* _Task to carry out_
According to the passage below on Kafka consumer groups, what does the Kafka client usually do when no consumer.id is defined?

* _Extract_
··········
In this example, we have one topic with four partitions, one consumer group and three consumers inside the consumer group. Consumer 0 and consumer 2 read from one partition each, whereas consumer 1 reads from two partitions.

The group.id is equal to Consumer group. Your group.id always represents a unique name/ID of your consumer group across your Kafka cluster. A consumer group can have one or multiple consumers, but only as many consumers as partitions are available in the topic.

Here we have four partitions and three consumers joined the consumer group: Consumer 0, Consumer 1 and Consumer 2. Each ID (or name) of a consumer represents the consumer.id. We can have a maximum of four consumers (i.e. consumer.ids) because the topic has four partitions.

Each consumer has a unique consumer.id across its consumer group. If you don't define a consumer.id, the Kafka client (Java, Python, Node.js, etc) usually chooses a random ID.
··········
* _Record list_
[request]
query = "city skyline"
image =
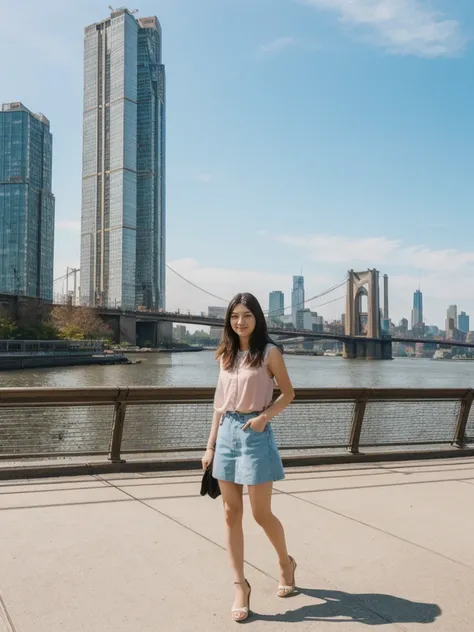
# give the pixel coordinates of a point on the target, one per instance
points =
(287, 203)
(26, 203)
(123, 167)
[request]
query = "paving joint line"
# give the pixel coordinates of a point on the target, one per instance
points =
(379, 530)
(5, 616)
(222, 548)
(181, 524)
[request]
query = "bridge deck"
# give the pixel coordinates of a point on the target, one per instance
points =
(377, 545)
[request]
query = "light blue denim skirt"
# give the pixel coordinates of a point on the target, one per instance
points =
(246, 457)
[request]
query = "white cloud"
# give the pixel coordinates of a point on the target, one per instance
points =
(370, 251)
(279, 45)
(406, 27)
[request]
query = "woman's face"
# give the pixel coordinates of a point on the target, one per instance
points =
(242, 321)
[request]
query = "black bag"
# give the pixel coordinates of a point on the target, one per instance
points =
(210, 485)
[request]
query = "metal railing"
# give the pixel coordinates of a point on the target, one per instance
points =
(45, 422)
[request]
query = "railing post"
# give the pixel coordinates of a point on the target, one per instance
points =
(356, 425)
(117, 427)
(460, 433)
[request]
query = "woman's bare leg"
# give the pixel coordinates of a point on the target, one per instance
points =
(261, 502)
(234, 511)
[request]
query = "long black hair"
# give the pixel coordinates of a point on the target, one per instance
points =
(259, 339)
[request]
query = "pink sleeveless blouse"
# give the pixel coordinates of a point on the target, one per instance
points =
(244, 389)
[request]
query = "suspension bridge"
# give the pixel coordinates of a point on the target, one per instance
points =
(354, 312)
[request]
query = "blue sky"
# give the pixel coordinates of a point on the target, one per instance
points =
(315, 134)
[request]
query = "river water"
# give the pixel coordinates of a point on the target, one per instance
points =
(200, 369)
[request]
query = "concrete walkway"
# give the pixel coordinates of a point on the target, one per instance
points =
(387, 546)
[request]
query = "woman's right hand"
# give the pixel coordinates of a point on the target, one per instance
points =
(207, 459)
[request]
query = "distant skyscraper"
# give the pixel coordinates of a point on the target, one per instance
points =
(463, 322)
(453, 313)
(216, 312)
(417, 311)
(123, 167)
(297, 297)
(276, 305)
(26, 203)
(451, 319)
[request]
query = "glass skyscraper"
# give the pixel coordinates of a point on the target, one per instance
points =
(463, 322)
(297, 297)
(276, 307)
(26, 203)
(123, 186)
(417, 311)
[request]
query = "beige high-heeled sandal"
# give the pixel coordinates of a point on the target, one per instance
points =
(236, 612)
(286, 591)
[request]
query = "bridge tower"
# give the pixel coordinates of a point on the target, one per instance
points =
(367, 341)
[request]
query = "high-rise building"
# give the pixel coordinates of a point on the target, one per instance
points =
(417, 311)
(463, 322)
(26, 203)
(452, 312)
(276, 305)
(451, 320)
(297, 297)
(123, 166)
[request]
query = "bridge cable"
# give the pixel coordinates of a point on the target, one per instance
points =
(267, 312)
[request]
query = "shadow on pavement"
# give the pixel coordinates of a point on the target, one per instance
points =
(366, 608)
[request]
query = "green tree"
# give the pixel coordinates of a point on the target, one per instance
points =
(7, 328)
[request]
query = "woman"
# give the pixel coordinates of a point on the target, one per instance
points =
(241, 444)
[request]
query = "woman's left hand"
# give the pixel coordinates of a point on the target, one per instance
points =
(258, 424)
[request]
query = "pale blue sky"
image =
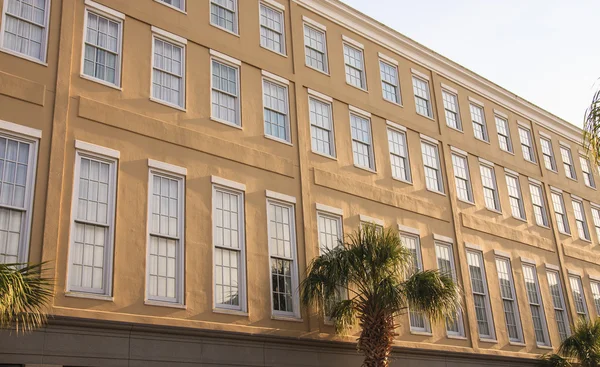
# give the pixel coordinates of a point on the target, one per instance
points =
(546, 51)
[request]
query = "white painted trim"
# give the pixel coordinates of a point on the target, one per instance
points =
(502, 254)
(476, 101)
(319, 95)
(20, 129)
(359, 111)
(276, 78)
(395, 125)
(274, 4)
(419, 74)
(459, 151)
(224, 57)
(352, 42)
(429, 139)
(104, 9)
(169, 35)
(439, 237)
(367, 219)
(167, 167)
(387, 59)
(500, 113)
(279, 196)
(329, 209)
(227, 183)
(314, 23)
(473, 246)
(406, 229)
(97, 149)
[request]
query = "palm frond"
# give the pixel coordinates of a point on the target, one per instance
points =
(24, 296)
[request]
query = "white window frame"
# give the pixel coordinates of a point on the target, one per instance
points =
(44, 43)
(220, 185)
(116, 17)
(540, 303)
(515, 303)
(174, 173)
(278, 9)
(112, 161)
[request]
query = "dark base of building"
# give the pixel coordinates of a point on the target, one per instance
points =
(77, 342)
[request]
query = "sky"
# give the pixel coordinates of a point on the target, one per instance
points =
(545, 51)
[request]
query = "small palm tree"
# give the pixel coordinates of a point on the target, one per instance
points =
(582, 347)
(24, 296)
(378, 277)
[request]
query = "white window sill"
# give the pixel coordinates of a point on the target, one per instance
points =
(226, 311)
(25, 57)
(278, 140)
(99, 297)
(100, 81)
(165, 304)
(225, 122)
(156, 100)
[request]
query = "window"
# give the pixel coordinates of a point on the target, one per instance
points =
(509, 300)
(275, 101)
(462, 176)
(168, 72)
(561, 215)
(321, 126)
(282, 250)
(548, 154)
(418, 321)
(389, 82)
(17, 161)
(362, 146)
(535, 305)
(490, 188)
(539, 206)
(315, 48)
(431, 165)
(272, 29)
(588, 176)
(25, 28)
(102, 48)
(485, 323)
(422, 100)
(526, 144)
(445, 261)
(578, 296)
(399, 155)
(178, 4)
(515, 197)
(451, 110)
(503, 134)
(229, 241)
(223, 14)
(558, 300)
(479, 127)
(165, 237)
(92, 232)
(596, 217)
(568, 162)
(225, 93)
(582, 229)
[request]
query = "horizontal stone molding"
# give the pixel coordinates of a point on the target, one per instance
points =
(184, 137)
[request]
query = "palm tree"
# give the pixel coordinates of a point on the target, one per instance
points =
(24, 295)
(582, 347)
(376, 273)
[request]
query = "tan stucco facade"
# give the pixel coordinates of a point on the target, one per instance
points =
(54, 98)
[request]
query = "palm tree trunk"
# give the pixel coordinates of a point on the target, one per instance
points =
(376, 339)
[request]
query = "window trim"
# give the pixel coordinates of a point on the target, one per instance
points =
(45, 36)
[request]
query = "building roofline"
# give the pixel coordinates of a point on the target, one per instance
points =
(369, 28)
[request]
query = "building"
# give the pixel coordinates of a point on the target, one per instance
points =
(180, 162)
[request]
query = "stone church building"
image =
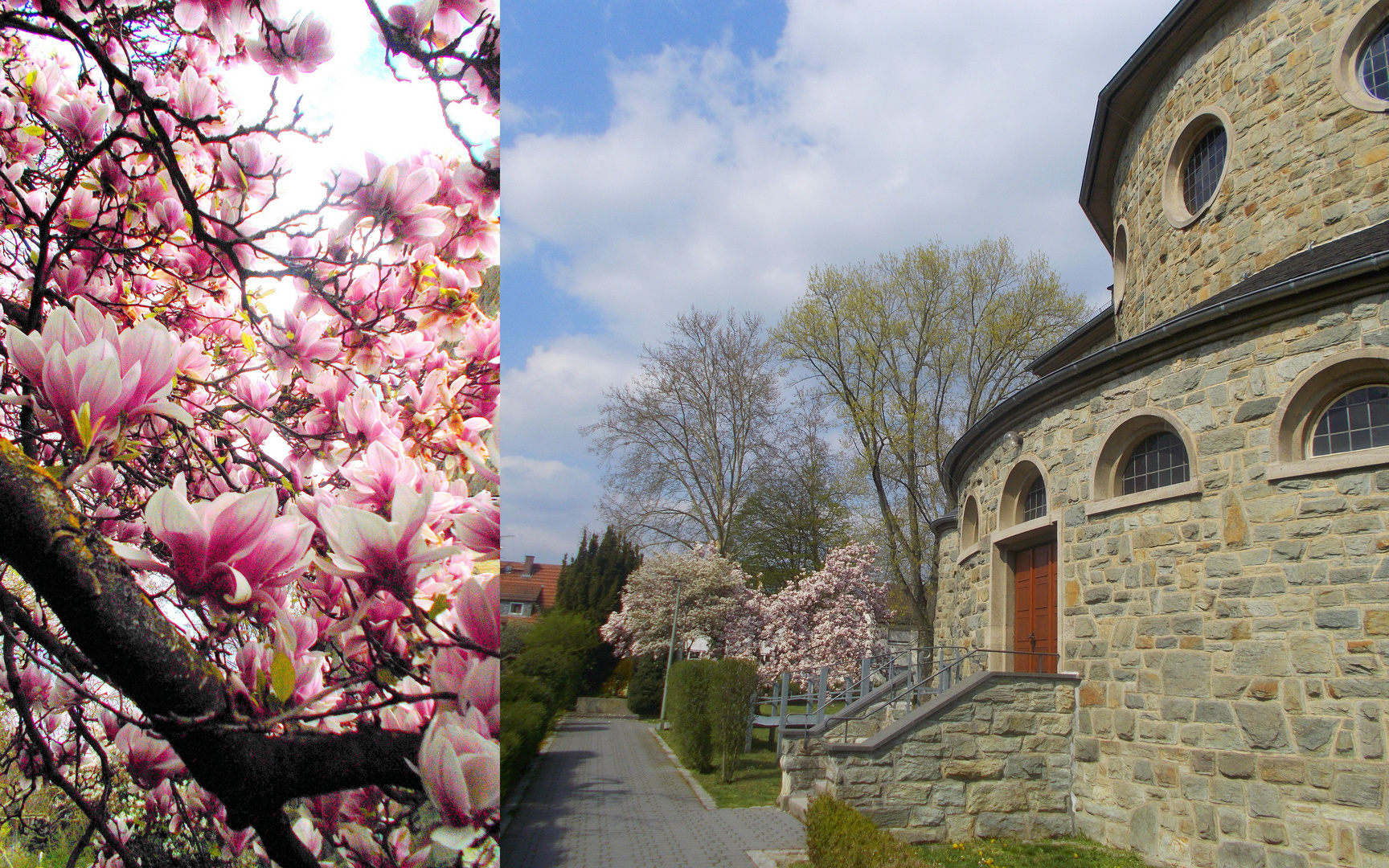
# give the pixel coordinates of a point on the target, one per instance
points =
(1190, 506)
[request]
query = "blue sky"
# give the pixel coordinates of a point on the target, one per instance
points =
(663, 154)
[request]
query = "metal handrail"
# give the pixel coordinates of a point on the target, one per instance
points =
(914, 675)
··········
* _Exercise answer_
It usually chooses a random ID.